* Begin Extracted material *
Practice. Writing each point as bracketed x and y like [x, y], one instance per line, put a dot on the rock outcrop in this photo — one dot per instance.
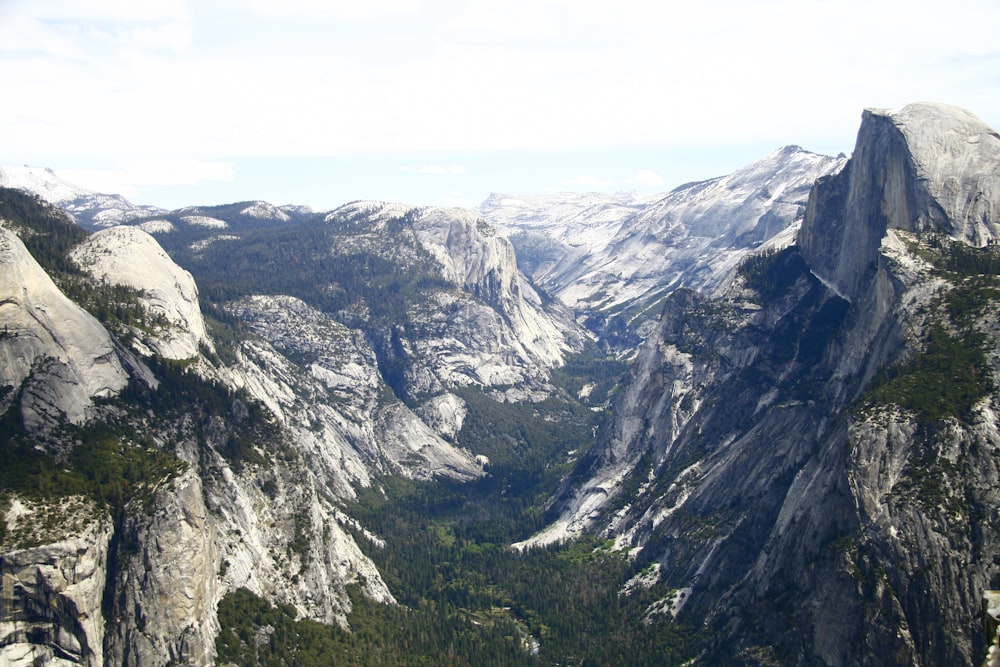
[807, 528]
[55, 357]
[619, 255]
[130, 257]
[51, 593]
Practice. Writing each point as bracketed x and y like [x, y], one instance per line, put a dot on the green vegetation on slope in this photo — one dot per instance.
[950, 372]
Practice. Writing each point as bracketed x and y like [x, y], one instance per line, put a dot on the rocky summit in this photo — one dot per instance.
[750, 421]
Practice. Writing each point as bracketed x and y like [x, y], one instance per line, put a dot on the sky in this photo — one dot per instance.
[441, 102]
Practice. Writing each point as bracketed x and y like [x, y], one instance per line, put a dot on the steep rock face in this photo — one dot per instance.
[54, 356]
[476, 321]
[166, 588]
[51, 594]
[333, 398]
[737, 459]
[475, 258]
[923, 167]
[132, 258]
[620, 256]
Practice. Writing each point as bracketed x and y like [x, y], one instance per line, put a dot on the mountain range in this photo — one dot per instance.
[764, 403]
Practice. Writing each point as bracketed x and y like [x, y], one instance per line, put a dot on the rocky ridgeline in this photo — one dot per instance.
[773, 454]
[267, 517]
[806, 502]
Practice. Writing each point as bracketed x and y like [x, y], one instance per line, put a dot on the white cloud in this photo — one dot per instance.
[595, 182]
[333, 9]
[453, 169]
[130, 177]
[119, 79]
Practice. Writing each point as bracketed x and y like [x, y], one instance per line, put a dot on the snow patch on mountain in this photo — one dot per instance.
[91, 209]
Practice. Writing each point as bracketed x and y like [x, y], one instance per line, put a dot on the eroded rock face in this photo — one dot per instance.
[51, 594]
[132, 258]
[798, 524]
[166, 587]
[924, 167]
[55, 358]
[612, 254]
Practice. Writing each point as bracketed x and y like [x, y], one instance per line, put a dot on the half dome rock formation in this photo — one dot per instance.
[810, 456]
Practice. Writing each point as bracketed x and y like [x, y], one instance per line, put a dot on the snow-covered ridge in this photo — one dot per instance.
[608, 253]
[43, 182]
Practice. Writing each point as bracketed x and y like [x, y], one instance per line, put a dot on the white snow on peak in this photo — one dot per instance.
[43, 182]
[205, 221]
[367, 208]
[156, 226]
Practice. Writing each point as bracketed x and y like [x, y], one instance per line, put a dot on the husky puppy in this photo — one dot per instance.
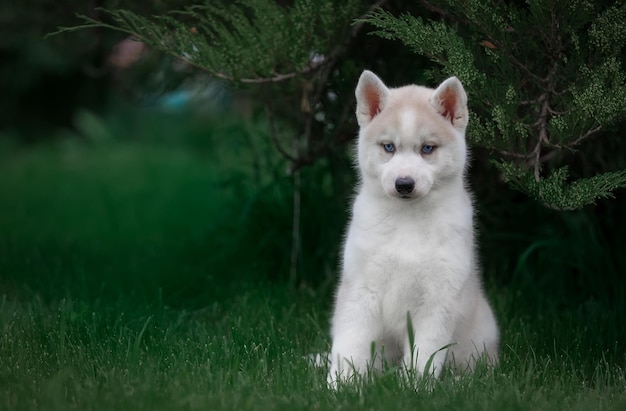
[409, 288]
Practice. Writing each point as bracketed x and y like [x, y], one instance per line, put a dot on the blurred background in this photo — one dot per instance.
[124, 172]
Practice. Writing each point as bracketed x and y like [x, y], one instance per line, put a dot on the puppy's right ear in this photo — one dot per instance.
[371, 97]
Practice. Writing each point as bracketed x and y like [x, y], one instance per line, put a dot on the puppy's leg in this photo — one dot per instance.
[355, 329]
[425, 351]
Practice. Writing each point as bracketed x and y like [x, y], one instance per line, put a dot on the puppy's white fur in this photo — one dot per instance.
[409, 253]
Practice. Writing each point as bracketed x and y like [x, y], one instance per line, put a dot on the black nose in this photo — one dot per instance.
[405, 185]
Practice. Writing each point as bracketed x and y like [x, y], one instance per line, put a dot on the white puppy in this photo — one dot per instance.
[409, 284]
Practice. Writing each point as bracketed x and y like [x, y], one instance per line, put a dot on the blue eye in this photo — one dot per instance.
[389, 147]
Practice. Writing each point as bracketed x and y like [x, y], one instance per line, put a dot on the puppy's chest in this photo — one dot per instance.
[415, 256]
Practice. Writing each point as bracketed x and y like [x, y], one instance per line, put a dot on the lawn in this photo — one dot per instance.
[151, 272]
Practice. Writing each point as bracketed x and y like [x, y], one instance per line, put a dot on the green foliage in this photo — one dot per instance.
[556, 192]
[240, 41]
[542, 78]
[129, 283]
[290, 52]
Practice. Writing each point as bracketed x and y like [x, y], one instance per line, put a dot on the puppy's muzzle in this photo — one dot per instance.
[405, 186]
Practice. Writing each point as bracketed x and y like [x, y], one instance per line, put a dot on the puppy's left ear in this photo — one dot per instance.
[450, 101]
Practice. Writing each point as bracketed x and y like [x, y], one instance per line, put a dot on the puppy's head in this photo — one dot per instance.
[411, 139]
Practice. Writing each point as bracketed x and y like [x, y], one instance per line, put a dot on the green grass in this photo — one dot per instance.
[154, 275]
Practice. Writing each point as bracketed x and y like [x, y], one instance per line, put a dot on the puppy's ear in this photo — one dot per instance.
[371, 97]
[450, 101]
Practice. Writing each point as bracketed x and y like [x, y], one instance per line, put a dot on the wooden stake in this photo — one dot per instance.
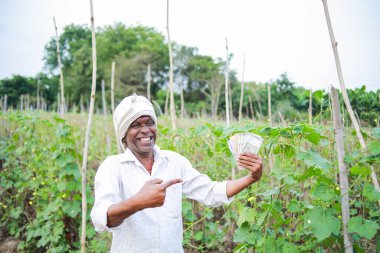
[269, 106]
[282, 119]
[119, 148]
[149, 77]
[38, 95]
[311, 107]
[88, 131]
[113, 86]
[5, 103]
[108, 141]
[171, 74]
[242, 91]
[183, 111]
[62, 106]
[251, 107]
[104, 99]
[343, 172]
[344, 92]
[226, 87]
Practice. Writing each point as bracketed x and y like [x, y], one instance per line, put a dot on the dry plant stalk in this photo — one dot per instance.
[62, 103]
[87, 139]
[226, 87]
[171, 74]
[344, 92]
[343, 172]
[242, 91]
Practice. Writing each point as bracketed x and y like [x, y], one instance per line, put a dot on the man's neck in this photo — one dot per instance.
[146, 161]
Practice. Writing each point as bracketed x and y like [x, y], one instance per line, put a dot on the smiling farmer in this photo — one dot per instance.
[138, 194]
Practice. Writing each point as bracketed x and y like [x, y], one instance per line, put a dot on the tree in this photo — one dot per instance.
[127, 45]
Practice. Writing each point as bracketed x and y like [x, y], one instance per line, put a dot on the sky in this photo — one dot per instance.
[274, 36]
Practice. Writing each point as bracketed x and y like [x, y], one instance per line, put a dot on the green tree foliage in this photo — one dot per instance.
[133, 48]
[18, 85]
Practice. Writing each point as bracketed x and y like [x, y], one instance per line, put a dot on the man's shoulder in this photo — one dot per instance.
[172, 155]
[112, 160]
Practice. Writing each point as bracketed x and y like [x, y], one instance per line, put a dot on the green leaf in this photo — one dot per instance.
[313, 138]
[318, 95]
[63, 159]
[364, 228]
[360, 170]
[314, 159]
[374, 147]
[376, 132]
[349, 158]
[198, 236]
[323, 192]
[322, 222]
[270, 192]
[371, 193]
[293, 207]
[289, 248]
[247, 214]
[242, 233]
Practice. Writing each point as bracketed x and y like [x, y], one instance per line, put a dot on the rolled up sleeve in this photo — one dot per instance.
[107, 193]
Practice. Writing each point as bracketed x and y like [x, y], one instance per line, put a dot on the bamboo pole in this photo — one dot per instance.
[5, 103]
[113, 86]
[38, 95]
[104, 98]
[311, 107]
[251, 107]
[269, 106]
[183, 111]
[242, 91]
[62, 106]
[108, 140]
[226, 87]
[87, 139]
[21, 102]
[282, 119]
[344, 92]
[149, 77]
[343, 172]
[119, 149]
[166, 101]
[171, 74]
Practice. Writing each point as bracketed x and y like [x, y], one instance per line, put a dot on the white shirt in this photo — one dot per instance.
[153, 229]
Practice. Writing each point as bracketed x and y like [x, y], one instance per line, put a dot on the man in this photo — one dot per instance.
[138, 194]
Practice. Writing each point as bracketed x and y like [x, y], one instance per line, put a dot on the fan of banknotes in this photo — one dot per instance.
[244, 142]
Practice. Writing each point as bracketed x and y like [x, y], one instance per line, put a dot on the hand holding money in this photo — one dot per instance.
[251, 162]
[244, 143]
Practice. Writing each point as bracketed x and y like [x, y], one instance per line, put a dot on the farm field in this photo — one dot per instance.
[295, 207]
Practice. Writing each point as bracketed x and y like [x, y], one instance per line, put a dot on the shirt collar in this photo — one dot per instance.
[128, 156]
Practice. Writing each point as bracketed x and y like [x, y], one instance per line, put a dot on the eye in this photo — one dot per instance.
[135, 126]
[150, 123]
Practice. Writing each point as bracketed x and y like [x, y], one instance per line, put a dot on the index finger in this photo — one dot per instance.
[171, 182]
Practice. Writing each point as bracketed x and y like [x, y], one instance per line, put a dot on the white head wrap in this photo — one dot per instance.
[130, 109]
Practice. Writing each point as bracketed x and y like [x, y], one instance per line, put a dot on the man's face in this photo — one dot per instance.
[141, 136]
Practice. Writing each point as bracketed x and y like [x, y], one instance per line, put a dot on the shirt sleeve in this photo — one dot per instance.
[201, 188]
[107, 193]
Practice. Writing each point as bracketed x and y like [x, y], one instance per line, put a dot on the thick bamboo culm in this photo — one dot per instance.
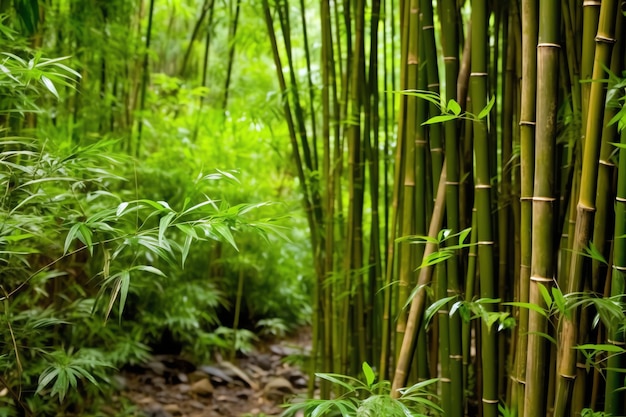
[520, 87]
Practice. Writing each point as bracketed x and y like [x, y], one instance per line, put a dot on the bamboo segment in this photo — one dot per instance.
[615, 379]
[478, 93]
[543, 239]
[529, 22]
[586, 202]
[418, 302]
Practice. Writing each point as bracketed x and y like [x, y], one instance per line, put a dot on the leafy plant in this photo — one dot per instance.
[370, 398]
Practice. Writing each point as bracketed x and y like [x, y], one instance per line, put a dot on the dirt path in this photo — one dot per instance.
[252, 385]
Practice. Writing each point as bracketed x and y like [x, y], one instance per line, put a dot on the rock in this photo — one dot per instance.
[264, 361]
[216, 372]
[278, 384]
[277, 388]
[173, 409]
[196, 404]
[234, 370]
[156, 367]
[157, 411]
[202, 387]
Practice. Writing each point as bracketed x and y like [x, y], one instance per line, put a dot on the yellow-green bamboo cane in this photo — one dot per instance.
[478, 93]
[529, 20]
[586, 201]
[543, 240]
[419, 300]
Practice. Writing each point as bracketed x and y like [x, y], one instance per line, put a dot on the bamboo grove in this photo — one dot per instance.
[462, 167]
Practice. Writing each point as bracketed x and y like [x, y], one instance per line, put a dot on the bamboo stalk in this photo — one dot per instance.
[529, 25]
[417, 303]
[586, 201]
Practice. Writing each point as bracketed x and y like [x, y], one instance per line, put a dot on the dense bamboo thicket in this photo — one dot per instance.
[500, 270]
[461, 165]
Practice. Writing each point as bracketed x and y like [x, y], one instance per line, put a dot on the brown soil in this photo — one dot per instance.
[256, 384]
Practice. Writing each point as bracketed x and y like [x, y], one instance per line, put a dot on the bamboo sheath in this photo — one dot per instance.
[529, 21]
[586, 202]
[418, 302]
[535, 180]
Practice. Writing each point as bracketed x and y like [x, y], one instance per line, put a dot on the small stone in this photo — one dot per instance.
[202, 387]
[196, 404]
[173, 409]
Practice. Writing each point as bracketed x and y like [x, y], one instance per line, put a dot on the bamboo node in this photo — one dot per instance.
[537, 278]
[548, 45]
[606, 163]
[604, 39]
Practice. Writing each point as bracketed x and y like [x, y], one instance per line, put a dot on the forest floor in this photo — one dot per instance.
[256, 384]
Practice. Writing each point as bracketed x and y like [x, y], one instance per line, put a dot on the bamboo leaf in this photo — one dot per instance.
[71, 235]
[529, 306]
[224, 231]
[121, 208]
[440, 119]
[454, 107]
[124, 286]
[485, 111]
[546, 296]
[150, 269]
[601, 347]
[369, 374]
[50, 86]
[164, 224]
[435, 307]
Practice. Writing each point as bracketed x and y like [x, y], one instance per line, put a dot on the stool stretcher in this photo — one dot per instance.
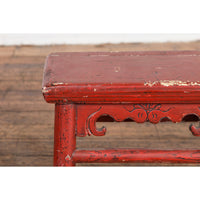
[134, 155]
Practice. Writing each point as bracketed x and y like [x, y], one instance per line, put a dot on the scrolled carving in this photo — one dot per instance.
[87, 115]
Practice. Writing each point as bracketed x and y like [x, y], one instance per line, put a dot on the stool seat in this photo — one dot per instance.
[142, 86]
[122, 77]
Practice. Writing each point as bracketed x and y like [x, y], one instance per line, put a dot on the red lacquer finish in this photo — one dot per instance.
[64, 136]
[142, 86]
[87, 115]
[136, 155]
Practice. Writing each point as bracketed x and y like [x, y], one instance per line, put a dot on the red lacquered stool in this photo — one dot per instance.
[143, 86]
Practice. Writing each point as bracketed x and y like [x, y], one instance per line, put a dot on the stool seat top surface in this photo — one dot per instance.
[122, 77]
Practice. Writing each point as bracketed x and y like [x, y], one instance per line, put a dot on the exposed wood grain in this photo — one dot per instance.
[26, 120]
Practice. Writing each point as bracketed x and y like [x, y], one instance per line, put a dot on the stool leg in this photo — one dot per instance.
[64, 134]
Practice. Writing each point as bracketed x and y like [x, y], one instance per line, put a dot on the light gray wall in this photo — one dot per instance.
[45, 39]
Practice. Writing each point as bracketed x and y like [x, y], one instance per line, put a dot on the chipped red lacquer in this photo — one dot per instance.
[142, 86]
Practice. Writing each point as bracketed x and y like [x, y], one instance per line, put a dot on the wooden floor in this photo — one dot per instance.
[26, 120]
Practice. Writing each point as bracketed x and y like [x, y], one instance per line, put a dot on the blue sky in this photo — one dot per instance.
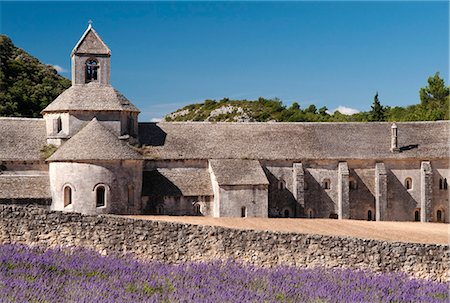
* End Extracted material *
§ Task to complete: Which lines of the material above contain the word "plant"? Return each of those lines in full, and count a match only when the case is identical.

§ Solution:
Practice. Writing each point as bracketed x and y like [x, y], one instance per line, put a dot on the dry plant stalk in this photo — one dot per instance.
Practice. Writing each point as bracketed x and y like [x, y], one instance per line, put a dot on the leafy plant in this photo — one dot per instance.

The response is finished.